(Stored items from a collection)
★ ★ ★ ★ ★

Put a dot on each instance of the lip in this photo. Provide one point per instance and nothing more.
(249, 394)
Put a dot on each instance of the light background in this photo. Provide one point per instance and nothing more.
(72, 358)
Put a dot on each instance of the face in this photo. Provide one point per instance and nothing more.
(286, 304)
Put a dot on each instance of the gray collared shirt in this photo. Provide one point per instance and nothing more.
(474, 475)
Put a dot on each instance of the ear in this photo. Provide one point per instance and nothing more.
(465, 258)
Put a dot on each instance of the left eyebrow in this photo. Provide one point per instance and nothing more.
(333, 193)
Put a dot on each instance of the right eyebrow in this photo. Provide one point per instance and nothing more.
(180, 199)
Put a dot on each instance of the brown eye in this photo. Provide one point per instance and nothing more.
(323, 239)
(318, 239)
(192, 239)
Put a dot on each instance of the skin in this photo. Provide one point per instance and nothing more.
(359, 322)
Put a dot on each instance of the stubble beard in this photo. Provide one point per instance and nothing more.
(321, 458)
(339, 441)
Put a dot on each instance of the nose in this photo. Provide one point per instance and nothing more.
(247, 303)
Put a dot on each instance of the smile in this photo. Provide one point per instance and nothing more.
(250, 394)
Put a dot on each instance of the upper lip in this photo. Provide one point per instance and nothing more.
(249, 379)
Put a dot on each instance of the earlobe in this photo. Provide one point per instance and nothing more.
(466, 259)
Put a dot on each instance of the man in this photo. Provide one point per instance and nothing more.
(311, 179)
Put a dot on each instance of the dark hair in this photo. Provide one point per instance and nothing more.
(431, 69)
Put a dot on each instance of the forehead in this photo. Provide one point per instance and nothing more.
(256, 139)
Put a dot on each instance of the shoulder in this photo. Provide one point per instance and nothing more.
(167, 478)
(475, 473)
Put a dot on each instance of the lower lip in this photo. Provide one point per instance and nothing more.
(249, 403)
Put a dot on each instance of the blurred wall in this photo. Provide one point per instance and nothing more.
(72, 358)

★ ★ ★ ★ ★

_Task item_
Take the records and restate them word for word.

_Response to the exercise_
Put a dot on each instance of the lip in this photo. Provide one point per instance and nothing more.
(249, 394)
Put a dot on each instance of the light background in this photo. Provide one point per instance and nothing more.
(72, 358)
Put a dot on each instance of the face in this photo. Provide one point per instance and nothing more.
(286, 304)
Put a dot on each instance of the gray collared shirt in this photo. Provide one point per instance and nothing more.
(474, 475)
Put a dot on each instance of the ear in this photo. Provide one point per instance and nothing more.
(465, 258)
Put a dot on each instance of the left eyebrow in this photo. Provide one point per instance and nothing more.
(333, 193)
Put a dot on each instance of the right eyebrow in this photo. Provide one point per instance and nothing more.
(180, 199)
Put a dot on each instance of the brown eye in this photo. Provide one point per instance and nothing more.
(323, 239)
(318, 239)
(192, 239)
Put a dot on each instance of the skin in this photo. Provide one point per instance and nothing more.
(359, 322)
Put a dot on each instance of the stubble beard in this photo. Provide one point per instance and nothing more.
(321, 458)
(339, 441)
Put a dot on each instance of the nose in this photo. Provide one point per instance and nothing more.
(247, 303)
Put a dot on each instance of the smile in this photo. Provide one point per instance and nothing more.
(250, 394)
Put a dot on each instance of the upper lip in this photo. Provide one point per instance and nothing more.
(249, 379)
Put a dot on each instance of the earlobe in this photo. Provide one point per instance and nothing more.
(466, 259)
Put a dot on each instance of the man in this photo. Provide one point per instance and nothing more.
(311, 179)
Put a dot on each instance of the dark hair in this photo. Provide one point per instance and nothing more.
(431, 69)
Put a dot on each instance of the forehead in this photo. Provide one point per instance and nothing more.
(256, 139)
Put a dot on each instance of the shoulder in this photo. Provide one point per instance and nothing more.
(167, 478)
(475, 473)
Put a dot on each instance of the lower lip in this photo. Provide one point per instance and nothing more.
(249, 403)
Put a dot on each instance of the blurred wall in this photo. Provide one point per instance and nothing more.
(72, 358)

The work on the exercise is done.